+++ Given passage +++

Tuesday, April 07, 2009

Dark Knight

LA Times art critic Christopher Knight was not impressed with my Art in America piece on deaccessioning. He responds here. The strange thing is that his ultimate conclusions -- that "when such sales inevitably happen, they need to be done with forethought and care" and "the American public trusts their tax-subsidized museum professionals to use their art collections wisely and for their benefit" -- don't seem that different from my own. A few observations in reply.

Knight says he was "stopped cold" by my assertion that the anti-deaccessionist position is "usually justified on the ground that works in museum collections are held 'in trust' for the public and therefore cannot be sold." He claims never to have "heard that 'usual justification' before."

Really?

Here is AAM President Ford Bell, in a letter to the editor of The New York Times, a couple of weeks ago:

"But it is important to consider the essential point of museum collections: once an object falls under the aegis of a museum, it is held in the public trust, to be accessible to present and future generations. Allowing a museum to peddle its collection to cover operating debts would be like allowing a financial fiduciary, such as a bank, to raid assets held in trust to cover a hole in its own balance sheet."

+++

Exercise objective — Copy the blog post on deaccessioning starting with "LA Times art" and going on through "observations in reply.", substituting "foresight" for "forethought".

+++ Stored data +++

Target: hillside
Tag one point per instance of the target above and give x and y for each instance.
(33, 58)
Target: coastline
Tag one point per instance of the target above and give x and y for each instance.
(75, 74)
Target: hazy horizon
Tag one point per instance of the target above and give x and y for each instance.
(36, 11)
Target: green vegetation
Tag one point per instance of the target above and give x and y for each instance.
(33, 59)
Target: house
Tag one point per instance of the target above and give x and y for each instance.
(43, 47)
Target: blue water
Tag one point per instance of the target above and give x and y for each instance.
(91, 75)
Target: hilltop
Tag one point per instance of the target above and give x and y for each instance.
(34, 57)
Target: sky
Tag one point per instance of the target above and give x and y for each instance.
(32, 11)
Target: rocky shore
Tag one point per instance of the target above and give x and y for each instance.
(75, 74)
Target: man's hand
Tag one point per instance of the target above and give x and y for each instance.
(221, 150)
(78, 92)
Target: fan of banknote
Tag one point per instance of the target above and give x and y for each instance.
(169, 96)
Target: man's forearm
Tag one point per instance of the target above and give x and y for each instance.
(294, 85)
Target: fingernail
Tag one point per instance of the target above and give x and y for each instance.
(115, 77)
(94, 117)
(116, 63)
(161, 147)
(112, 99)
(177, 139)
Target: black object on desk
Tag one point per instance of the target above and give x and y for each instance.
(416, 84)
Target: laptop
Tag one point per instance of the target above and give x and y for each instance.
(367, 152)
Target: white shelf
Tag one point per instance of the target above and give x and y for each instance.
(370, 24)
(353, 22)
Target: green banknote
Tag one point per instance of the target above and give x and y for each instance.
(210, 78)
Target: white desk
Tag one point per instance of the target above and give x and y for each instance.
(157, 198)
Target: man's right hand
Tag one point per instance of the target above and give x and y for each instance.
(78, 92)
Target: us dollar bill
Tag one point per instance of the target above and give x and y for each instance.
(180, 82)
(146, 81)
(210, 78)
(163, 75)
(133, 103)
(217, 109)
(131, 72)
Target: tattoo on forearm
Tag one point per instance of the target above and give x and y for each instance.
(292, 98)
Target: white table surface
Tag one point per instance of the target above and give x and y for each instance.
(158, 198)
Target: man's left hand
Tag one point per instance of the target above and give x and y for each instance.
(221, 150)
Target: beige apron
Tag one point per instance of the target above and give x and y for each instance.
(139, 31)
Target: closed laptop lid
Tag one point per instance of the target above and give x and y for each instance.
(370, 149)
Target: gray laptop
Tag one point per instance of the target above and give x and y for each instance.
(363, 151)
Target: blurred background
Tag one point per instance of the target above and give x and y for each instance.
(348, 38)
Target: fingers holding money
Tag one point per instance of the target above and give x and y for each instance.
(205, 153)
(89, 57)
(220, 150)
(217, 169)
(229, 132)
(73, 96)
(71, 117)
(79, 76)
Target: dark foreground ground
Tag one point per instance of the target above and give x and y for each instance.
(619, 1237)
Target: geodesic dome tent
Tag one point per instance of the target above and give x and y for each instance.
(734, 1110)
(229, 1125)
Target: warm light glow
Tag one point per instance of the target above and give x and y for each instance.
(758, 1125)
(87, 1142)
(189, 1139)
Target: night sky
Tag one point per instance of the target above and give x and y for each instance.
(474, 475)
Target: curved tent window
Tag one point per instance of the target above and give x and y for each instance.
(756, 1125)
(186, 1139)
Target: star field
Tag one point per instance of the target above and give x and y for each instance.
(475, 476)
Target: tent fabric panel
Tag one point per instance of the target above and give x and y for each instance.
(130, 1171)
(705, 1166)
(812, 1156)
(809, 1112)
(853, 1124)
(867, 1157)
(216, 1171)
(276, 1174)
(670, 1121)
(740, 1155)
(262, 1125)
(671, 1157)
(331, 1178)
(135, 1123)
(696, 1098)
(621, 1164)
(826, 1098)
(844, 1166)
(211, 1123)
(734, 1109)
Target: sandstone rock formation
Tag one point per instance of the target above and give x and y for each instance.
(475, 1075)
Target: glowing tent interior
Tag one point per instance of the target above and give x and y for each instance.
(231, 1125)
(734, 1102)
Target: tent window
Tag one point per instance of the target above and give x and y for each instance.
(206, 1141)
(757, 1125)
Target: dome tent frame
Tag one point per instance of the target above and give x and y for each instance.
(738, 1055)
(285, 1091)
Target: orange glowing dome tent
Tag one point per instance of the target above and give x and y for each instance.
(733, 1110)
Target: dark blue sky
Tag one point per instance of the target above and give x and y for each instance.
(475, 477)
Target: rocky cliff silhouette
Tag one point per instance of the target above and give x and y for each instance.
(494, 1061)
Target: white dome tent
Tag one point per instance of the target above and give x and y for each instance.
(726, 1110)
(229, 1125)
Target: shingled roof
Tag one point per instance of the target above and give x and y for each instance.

+++

Written solution —
LA Times art critic Christopher Knight was not impressed with my Art in America piece on deaccessioning. He responds here. The strange thing is that his ultimate conclusions -- that "when such sales inevitably happen, they need to be done with foresight and care" and "the American public trusts their tax-subsidized museum professionals to use their art collections wisely and for their benefit" -- don't seem that different from my own. A few observations in reply.